- **Task goal**
Output all of the material exactly; leave out no line.

Records provided START

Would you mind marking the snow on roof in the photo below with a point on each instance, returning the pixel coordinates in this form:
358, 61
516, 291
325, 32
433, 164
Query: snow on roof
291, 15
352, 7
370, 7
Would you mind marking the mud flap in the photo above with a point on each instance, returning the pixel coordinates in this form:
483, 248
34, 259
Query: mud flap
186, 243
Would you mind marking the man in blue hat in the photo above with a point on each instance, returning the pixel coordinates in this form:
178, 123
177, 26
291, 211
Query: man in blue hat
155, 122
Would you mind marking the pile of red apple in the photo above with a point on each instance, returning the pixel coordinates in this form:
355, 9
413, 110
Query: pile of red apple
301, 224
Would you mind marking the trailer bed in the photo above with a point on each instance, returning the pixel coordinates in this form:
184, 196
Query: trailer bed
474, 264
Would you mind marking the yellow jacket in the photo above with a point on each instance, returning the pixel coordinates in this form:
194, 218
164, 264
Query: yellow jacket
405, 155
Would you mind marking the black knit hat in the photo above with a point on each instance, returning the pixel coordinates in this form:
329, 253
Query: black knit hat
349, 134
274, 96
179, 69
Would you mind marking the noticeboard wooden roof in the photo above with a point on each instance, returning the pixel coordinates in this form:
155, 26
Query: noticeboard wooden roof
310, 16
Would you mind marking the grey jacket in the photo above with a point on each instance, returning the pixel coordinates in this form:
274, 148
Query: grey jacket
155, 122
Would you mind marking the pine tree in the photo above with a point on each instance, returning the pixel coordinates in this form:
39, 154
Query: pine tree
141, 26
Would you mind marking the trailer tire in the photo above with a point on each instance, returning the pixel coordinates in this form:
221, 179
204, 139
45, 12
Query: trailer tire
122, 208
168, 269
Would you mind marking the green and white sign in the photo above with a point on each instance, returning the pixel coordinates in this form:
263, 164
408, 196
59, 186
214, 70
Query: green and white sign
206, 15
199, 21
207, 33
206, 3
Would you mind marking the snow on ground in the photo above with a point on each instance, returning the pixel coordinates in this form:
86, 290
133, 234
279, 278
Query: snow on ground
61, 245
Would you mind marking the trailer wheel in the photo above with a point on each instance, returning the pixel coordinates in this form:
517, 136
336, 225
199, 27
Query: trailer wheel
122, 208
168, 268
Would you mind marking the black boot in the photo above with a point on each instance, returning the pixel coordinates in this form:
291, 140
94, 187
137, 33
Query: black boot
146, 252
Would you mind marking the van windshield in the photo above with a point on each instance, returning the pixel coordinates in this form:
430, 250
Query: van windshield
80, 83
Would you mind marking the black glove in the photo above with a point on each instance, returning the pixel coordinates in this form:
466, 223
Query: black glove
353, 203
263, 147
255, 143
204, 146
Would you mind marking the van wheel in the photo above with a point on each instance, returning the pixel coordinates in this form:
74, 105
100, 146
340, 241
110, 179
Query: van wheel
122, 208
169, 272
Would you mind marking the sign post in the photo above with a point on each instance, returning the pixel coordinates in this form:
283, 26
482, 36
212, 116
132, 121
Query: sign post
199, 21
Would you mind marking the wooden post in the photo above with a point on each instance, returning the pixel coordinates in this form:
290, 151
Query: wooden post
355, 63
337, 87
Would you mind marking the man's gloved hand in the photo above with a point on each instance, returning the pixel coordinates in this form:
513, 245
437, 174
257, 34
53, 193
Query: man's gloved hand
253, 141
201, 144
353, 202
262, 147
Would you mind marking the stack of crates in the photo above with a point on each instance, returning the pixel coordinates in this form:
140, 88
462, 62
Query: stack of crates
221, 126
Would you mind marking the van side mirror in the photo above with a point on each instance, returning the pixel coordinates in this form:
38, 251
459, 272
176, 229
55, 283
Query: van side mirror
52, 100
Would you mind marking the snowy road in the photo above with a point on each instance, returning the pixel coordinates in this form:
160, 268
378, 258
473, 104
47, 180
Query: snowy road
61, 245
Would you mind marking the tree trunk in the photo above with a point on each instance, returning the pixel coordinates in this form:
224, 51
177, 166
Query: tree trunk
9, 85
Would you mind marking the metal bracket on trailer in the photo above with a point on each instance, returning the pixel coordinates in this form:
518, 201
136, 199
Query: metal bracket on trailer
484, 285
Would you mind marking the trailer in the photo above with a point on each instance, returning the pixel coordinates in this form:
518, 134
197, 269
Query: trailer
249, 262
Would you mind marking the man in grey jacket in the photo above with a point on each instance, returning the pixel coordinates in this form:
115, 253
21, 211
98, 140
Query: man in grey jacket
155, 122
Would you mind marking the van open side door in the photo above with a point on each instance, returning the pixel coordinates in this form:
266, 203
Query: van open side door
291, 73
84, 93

Records provided END

- **Solution to the problem**
Would you mind marking the snow on roof in the photo below with a point on each instance, returning the pixel coordinates in this form:
358, 61
516, 291
325, 32
433, 164
Query: snow on roof
291, 15
352, 7
370, 7
Would you mind marking the mud flap in the photo above with a point on each instance, returning the pixel coordinates in this form:
483, 248
34, 259
Query: mud flap
186, 243
Would you mind marking the man in blue hat in the photo above with a point on each instance, returning the pixel coordinates in this form:
178, 123
177, 26
291, 211
Query: man in blue hat
155, 122
Would you mind marking the pile of red apple in the photo above with a point on each instance, returning the pixel coordinates in this form:
355, 9
413, 110
Query: pile of red apple
301, 224
Would you mind marking the trailer bed in the photo above with a point on each instance, returning the pixel coordinates in this form:
184, 196
Query: trailer bed
474, 264
Would you mind marking the yellow jacket in the photo above with a point on each instance, returning the pixel coordinates in this form:
194, 218
164, 264
Query: yellow jacket
405, 155
Would you mind marking the black knit hat in the photo above with a point on each instance, returning the pixel coordinates in this form:
329, 253
Query: black knit hat
349, 134
274, 96
179, 69
Would you mind marking the noticeboard wooden roof in the photo above with a point on each instance, returning the pixel coordinates in this form:
155, 26
Query: noticeboard wooden roof
310, 16
Would you mind marking the grey jacket in the photo above with a point on each instance, returning the pixel coordinates in this form:
274, 148
Query: grey jacket
155, 122
Would you mind marking the pine tree in the photo above with a point on each instance, returning the pixel coordinates in this form:
39, 154
Query: pine tree
141, 26
Would you mind marking the trailer tire in the photo above with a point on each instance, returning the pixel coordinates in this form:
221, 179
204, 139
45, 12
Query: trailer tire
122, 208
168, 269
Would you mind marking the green and white sign in the photo above with a point on each instance, returning the pixel coordinates in this form:
263, 164
408, 196
59, 186
214, 70
Query: green and white sign
206, 15
199, 21
207, 33
206, 3
Would you mind marking the snow on ground in the photo above with a point on each instance, returning the pixel coordinates in this form:
86, 290
133, 234
279, 278
Query: snow on ground
61, 245
Would you mind marking the trailer wheel in the photo above with a point on each instance, returning the pixel coordinates in this form:
517, 136
336, 225
199, 27
Query: trailer wheel
122, 208
168, 268
Would you mind marking the black boot in the photo above with a point on each instance, returning the pixel coordinates in this form:
291, 140
94, 187
137, 33
Query: black boot
146, 252
Would you mind marking the van windshield in the photo above with a point on each instance, returning the pixel coordinates in this form:
430, 250
Query: van windshield
80, 83
Would you mind marking the black glove in the photo above with a point on each instance, returning the pixel coordinates in this form:
466, 223
Query: black glove
353, 203
263, 147
255, 143
204, 146
Would you mind marking the van wheel in the photo above with a point on each instance, returning the pixel coordinates in this form:
74, 105
100, 146
340, 241
110, 179
Query: van wheel
122, 208
169, 272
Would you mind marking the sign post in the photo above with a point on each instance, returning the pixel coordinates in this form:
283, 26
482, 36
212, 116
132, 121
Query: sign post
199, 21
Would you mind marking the wooden post in the photo above with a point on each instance, returning the pixel coordinates in this form:
290, 151
Query: wooden post
355, 63
337, 87
Would you mind marking the man's gloved hand in the photo above with a point on each instance, returning the pixel coordinates in this form:
513, 245
437, 174
257, 34
53, 193
Query: man's gloved hand
253, 141
201, 144
353, 202
262, 147
Would you mind marking the stack of crates in the photo above with a point on each instance, returning the pixel coordinates in this form:
140, 88
462, 62
Query: stack of crates
221, 126
Would you mind marking the van side mirror in the photo above with a point on each instance, returning the pixel coordinates in this form:
38, 251
459, 272
176, 229
55, 283
Query: van side mirror
52, 100
Would you mind marking the snowy road in the photo above with a point on each instance, returning the pixel coordinates in this form:
160, 268
378, 258
473, 104
47, 180
Query: snowy road
61, 245
Would you mind marking the tree trunk in the photo above with a point on each instance, returning the pixel coordinates in this form:
224, 51
177, 166
Query: tree trunk
9, 85
Would you mind marking the metal bracket on trailer in the photo above with a point on each instance, returning the pixel coordinates in this form:
518, 201
136, 199
Query: metal bracket on trailer
484, 285
Would you mind marking the trailer in the photo above with a point on each instance, returning the pixel coordinates in this form:
518, 134
197, 269
Query: trailer
249, 262
Would you mind marking the man in grey jacket in the photo above with a point on each instance, returning the pixel coordinates in this form:
115, 253
21, 211
98, 140
Query: man in grey jacket
155, 122
Would you mind marking the van open side door in the photo above with a point on each instance, returning the pixel coordinates in this form:
266, 203
Query: van open side door
291, 73
84, 93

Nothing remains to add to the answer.